>> BEGIN RECORD SET
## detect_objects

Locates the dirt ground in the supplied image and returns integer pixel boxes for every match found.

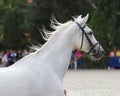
[64,70,120,96]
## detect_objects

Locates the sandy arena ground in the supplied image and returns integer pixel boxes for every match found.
[64,70,120,96]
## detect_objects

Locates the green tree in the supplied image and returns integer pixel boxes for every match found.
[2,0,31,48]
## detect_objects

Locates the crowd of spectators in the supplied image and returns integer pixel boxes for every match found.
[109,50,120,57]
[0,49,33,67]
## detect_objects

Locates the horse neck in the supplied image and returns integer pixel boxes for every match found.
[36,24,74,79]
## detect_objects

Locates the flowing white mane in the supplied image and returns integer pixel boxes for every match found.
[0,15,103,96]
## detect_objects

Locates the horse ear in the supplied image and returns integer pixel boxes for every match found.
[82,14,89,24]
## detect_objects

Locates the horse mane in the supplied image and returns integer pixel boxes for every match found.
[31,15,76,51]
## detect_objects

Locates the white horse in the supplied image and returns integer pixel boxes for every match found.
[0,15,104,96]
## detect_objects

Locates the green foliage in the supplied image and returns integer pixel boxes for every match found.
[0,0,120,68]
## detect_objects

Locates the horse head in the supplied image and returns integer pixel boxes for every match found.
[74,14,105,60]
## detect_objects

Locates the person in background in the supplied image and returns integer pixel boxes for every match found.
[6,49,16,67]
[75,51,82,69]
[16,50,22,61]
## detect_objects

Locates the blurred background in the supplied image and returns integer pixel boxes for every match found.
[0,0,120,69]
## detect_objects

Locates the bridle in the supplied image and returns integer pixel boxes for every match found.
[75,21,100,55]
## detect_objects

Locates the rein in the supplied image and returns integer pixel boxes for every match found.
[75,22,100,55]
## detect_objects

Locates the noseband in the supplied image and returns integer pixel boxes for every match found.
[75,22,100,55]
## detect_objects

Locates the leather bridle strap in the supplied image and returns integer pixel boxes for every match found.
[75,22,99,54]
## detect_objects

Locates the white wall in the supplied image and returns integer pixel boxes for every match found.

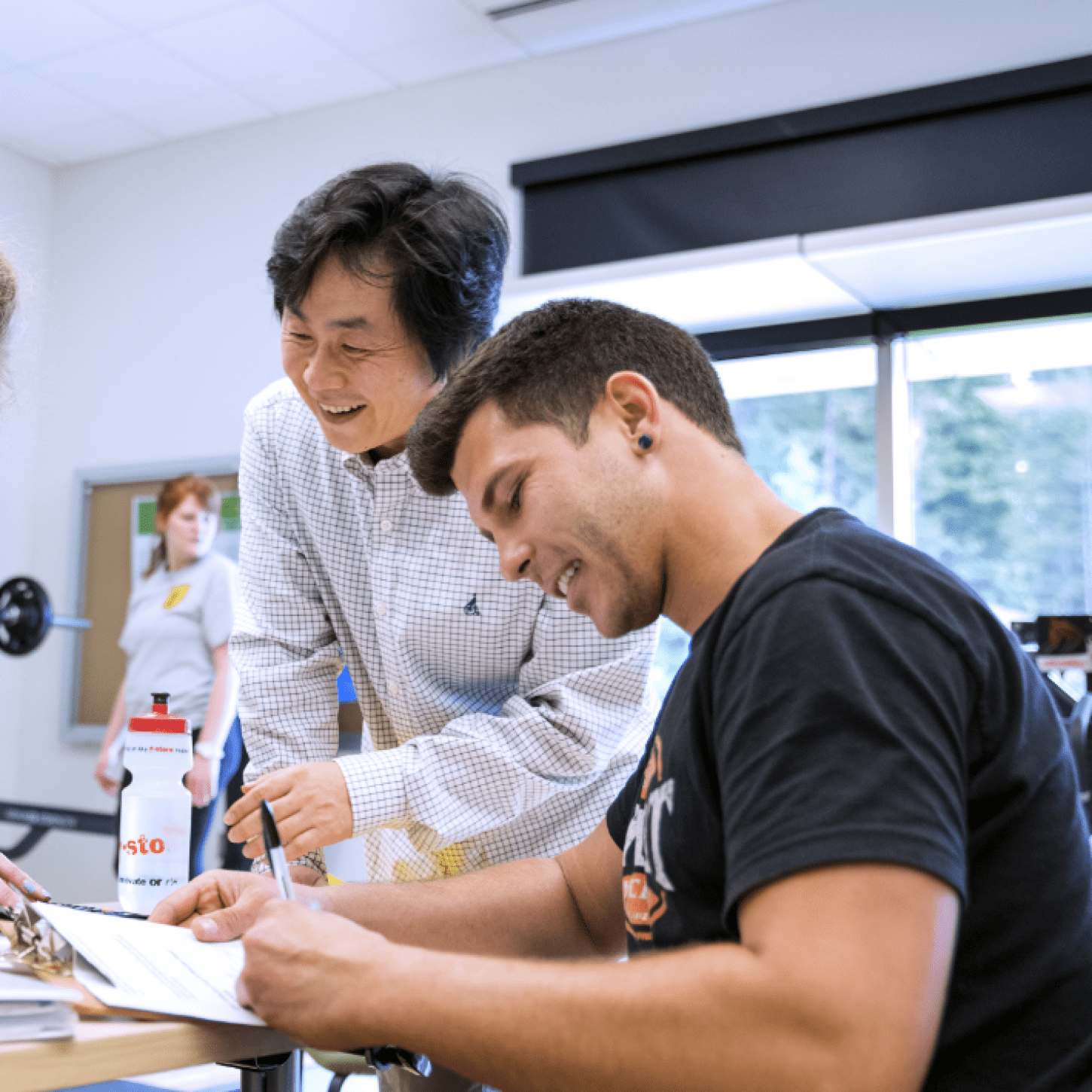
>> END RECORD SET
## PROBLEM REQUIREMENTS
Convert every line of the rows above into a Markdown table with the columns "Number" and "Text", numbering the lines in order, skipping blank lines, and leaving out the pictures.

## WRITTEN ANSWER
| Number | Text |
|---|---|
| 1 | ## detect_objects |
| 2 | Locates the dirt ground in the supplied image and returns integer pixel boxes for every match found. |
| 3 | [64,70,120,96] |
| 4 | ## detect_objects |
| 5 | Locates the sandy arena ground in the supplied image and returns integer pixel boxes for every match found. |
| 6 | [64,70,120,96] |
| 7 | ## detect_objects |
| 8 | Locates the green tree in the supplied image and returns integer pixel boxes for every match found. |
| 9 | [2,0,31,48] |
| 10 | ## detect_objects |
| 11 | Locates the crowd of spectators in the supplied image and returns integer pixel boxes for every match found. |
| 12 | [109,50,120,57] |
| 13 | [0,49,33,67] |
| 14 | ## detect_objects |
| 15 | Locates the horse neck in the supplied image and returns integer pixel boxes for every match found. |
| 16 | [36,24,74,79] |
| 17 | ## detect_objects |
| 18 | Locates the flowing white mane in the supplied image and returns integer pixel boxes for every match found. |
| 19 | [0,15,103,96] |
| 20 | ## detect_objects |
| 21 | Locates the horse ear in the supplied image and returns integer pixel boxes for every match found. |
| 22 | [82,14,89,24] |
| 23 | ## detect_objects |
| 24 | Locates the horse mane in the supplied image and returns integer pixel boxes for every match found. |
| 25 | [31,15,76,51] |
| 26 | ## detect_objects |
| 27 | Locates the white horse in the supplied image and returns integer pixel boxes for every match found. |
| 28 | [0,15,104,96] |
| 29 | ## detect_objects |
| 30 | Locates the green foliage in the supplied image and returns integer pixel boxes for every match found. |
| 31 | [0,0,120,68] |
| 32 | ## detect_objects |
| 33 | Locates the horse head in the supplied image and returns integer pixel boxes for every match found. |
| 34 | [74,14,105,60] |
| 35 | ## detect_objects |
| 36 | Locates the person in background in the supplied image and returns integer pixel boxes for every match found. |
| 37 | [6,49,16,67] |
| 38 | [75,51,82,69] |
| 39 | [16,50,22,61] |
| 40 | ## detect_objects |
| 41 | Locates the blurred background in the supplied image and returns integer pixel boxes for every match found. |
| 42 | [0,0,120,69] |
| 43 | ## detect_objects |
| 44 | Locates the bridle in the supplied image and returns integer pixel boxes for every match found. |
| 45 | [75,21,100,55] |
| 46 | ## detect_objects |
| 47 | Locates the rein in the supplied image and returns integer pixel boxes for every match found. |
| 48 | [75,22,100,55] |
| 49 | ## detect_objects |
| 50 | Locates the noseband in the supplied image and returns integer pixel boxes for every match found. |
| 51 | [75,22,100,55] |
| 52 | ## detect_objects |
| 53 | Locates the leather bridle strap in the supplied image and returns integer pixel boxes for every match found. |
| 54 | [75,22,99,54] |
| 55 | ## detect_objects |
| 56 | Locates the white wall in the supplied image and returns integer pixel boxes for every match found. |